- **Given passage**
▼

# Data Extraction from StatsBomb

Geeting public information from Stats Bomb using public API

The main idea is to request information from the API and then get the information in the way is need so we can create a functional Power BI Dashboard with main charts to analize the game selected.

## Libraries needed
First, we import all the libraries we are going to use. (We have to be sure that all the packages and dependecies are installed).

The libraris used on this project are:
- **statsbombpy:** this is the main library. This is the python library provided by Stats Bomb to import games information from their database. You can read more about it here: https://github.com/statsbomb/statsbombpy

- **pandas:** popular library for dataframe manipulation
- **mplsoccer:** this library include functions and method to generate soccer related visuals so we can present football soccer analysis. For instance, we can generate a soccer field with the measures we want and add visuals for passes directions, hearmaps, percentage of ball possesion per area in the pitch, etc. You can read more about it here: https://mplsoccer.readthedocs.io/en/latest/
- **highlight_text:** this package help us to create easy anotations in matplolib. You can read more about ir here: https://pypi.org/project/highlight-text/
- **matplotlob.colors & matplotlib.pyplot:** helps us to create statistical charts with python.
- **openpyxl:** help us to manipulate excel files. This is useful when we want to export (for example) the information to an Excel file. Also could help us to manipulates rows and colums inside the Excel file, just like we could do with a macro using VBA.

In [55]:
from statsbombpy import sb
import pandas as pd
from mplsoccer import VerticalPitch,Pitch
from highlight_text import ax_text, fig_text
from matplotlib.colors import LinearSegmentedColormap
import matplotlib.pyplot as plt
import openpyxl

### Geeting competion matches

The first step is get the information we need. As the way of statsbomb information is designed, we need to provide the competition id and the season id (Basically the competion's year)

We are getting the games from the FIFA World Cup 2022 as follows

In [56]:
competion_id = 43 #Fifa World Cup
season_id = 106   #Year 2022

matches_data = sb.matches(competition_id=competion_id, season_id=season_id)
matches_data.columns

Index(['match_id', 'match_date', 'kick_off', 'competition', 'season',
       'home_team', 'away_team', 'home_score', 'away_score', 'match_status',
       'match_status_360', 'last_updated', 'last_updated_360', 'match_week',
       'competition_stage', 'stadium', 'referee', 'home_managers',
       'away_managers', 'data_version', 'shot_fidelity_version',
       'xy_fidelity_version'],
      dtype='object')

Notice that the marches_data dataframe now contains the matches' information for the competition and season we need. The output of the **matches_date.columns** command is the list of columns available.

▲

- **Your tasks**
[A] Answer these from the passage on StatsBomb data extraction:
(i) Which library does it call the main library?
(ii) What competition id does it assign to the FIFA World Cup?
(iii) What season id does it use for the year 2022?
[B] Return the passage on StatsBomb data extraction verbatim from "### Geeting competion" to "the competion's year)".

- **Record list**
▼

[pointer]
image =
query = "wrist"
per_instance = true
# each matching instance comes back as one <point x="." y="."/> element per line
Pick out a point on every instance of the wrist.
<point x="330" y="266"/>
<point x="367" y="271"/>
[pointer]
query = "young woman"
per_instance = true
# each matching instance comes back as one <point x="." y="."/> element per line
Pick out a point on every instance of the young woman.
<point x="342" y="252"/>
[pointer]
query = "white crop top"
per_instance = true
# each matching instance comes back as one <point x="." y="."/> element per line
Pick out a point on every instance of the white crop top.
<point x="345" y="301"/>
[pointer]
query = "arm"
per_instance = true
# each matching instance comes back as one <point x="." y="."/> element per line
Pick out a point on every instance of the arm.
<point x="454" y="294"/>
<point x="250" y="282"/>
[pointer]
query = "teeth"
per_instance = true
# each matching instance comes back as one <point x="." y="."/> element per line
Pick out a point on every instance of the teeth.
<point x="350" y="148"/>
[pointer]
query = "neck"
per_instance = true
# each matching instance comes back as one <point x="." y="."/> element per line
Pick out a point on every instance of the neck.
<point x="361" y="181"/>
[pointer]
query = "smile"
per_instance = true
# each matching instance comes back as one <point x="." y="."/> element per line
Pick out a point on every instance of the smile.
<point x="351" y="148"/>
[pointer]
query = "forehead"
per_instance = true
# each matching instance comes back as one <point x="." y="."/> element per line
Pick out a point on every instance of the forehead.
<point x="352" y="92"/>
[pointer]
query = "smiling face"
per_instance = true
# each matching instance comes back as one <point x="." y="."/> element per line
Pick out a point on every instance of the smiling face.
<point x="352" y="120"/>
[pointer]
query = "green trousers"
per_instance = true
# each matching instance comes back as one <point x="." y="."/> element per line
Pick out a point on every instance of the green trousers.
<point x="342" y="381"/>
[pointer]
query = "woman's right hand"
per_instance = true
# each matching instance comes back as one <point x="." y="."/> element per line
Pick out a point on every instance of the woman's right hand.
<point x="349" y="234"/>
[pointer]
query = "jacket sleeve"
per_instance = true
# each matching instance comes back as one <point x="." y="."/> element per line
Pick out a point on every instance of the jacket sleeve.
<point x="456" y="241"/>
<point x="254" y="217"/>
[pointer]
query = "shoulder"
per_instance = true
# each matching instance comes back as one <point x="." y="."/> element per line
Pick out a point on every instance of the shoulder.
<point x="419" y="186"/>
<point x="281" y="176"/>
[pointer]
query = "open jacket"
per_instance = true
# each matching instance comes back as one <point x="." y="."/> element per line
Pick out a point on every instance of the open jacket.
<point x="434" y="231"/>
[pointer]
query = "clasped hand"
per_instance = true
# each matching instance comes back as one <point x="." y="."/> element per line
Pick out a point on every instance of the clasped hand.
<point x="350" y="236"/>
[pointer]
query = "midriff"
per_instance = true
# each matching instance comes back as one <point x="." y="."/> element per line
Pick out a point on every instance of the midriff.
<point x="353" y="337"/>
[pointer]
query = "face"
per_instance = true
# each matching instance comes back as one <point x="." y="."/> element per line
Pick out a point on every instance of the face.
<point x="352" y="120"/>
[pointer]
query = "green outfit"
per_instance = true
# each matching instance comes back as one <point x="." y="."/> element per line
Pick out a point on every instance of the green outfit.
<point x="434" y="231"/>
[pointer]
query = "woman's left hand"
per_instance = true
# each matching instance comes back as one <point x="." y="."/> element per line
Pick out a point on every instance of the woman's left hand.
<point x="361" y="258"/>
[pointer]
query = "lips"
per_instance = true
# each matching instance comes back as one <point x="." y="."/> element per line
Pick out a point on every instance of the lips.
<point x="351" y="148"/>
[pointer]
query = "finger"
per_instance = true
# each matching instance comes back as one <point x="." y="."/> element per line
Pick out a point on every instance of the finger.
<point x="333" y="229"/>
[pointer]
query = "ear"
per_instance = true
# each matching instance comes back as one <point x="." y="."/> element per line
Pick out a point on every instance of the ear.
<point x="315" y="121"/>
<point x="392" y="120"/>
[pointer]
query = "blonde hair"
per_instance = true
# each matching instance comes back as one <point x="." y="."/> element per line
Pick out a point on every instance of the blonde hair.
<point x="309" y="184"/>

▲

- **Outputs**
[A]
(i) statsbombpy
(ii) 43
(iii) 106

[B]
### Geeting competion matches

The first step is get the information we need. As the way of statsbomb information is designed, we need to provide the competition id and the season id (Basically the competion's year)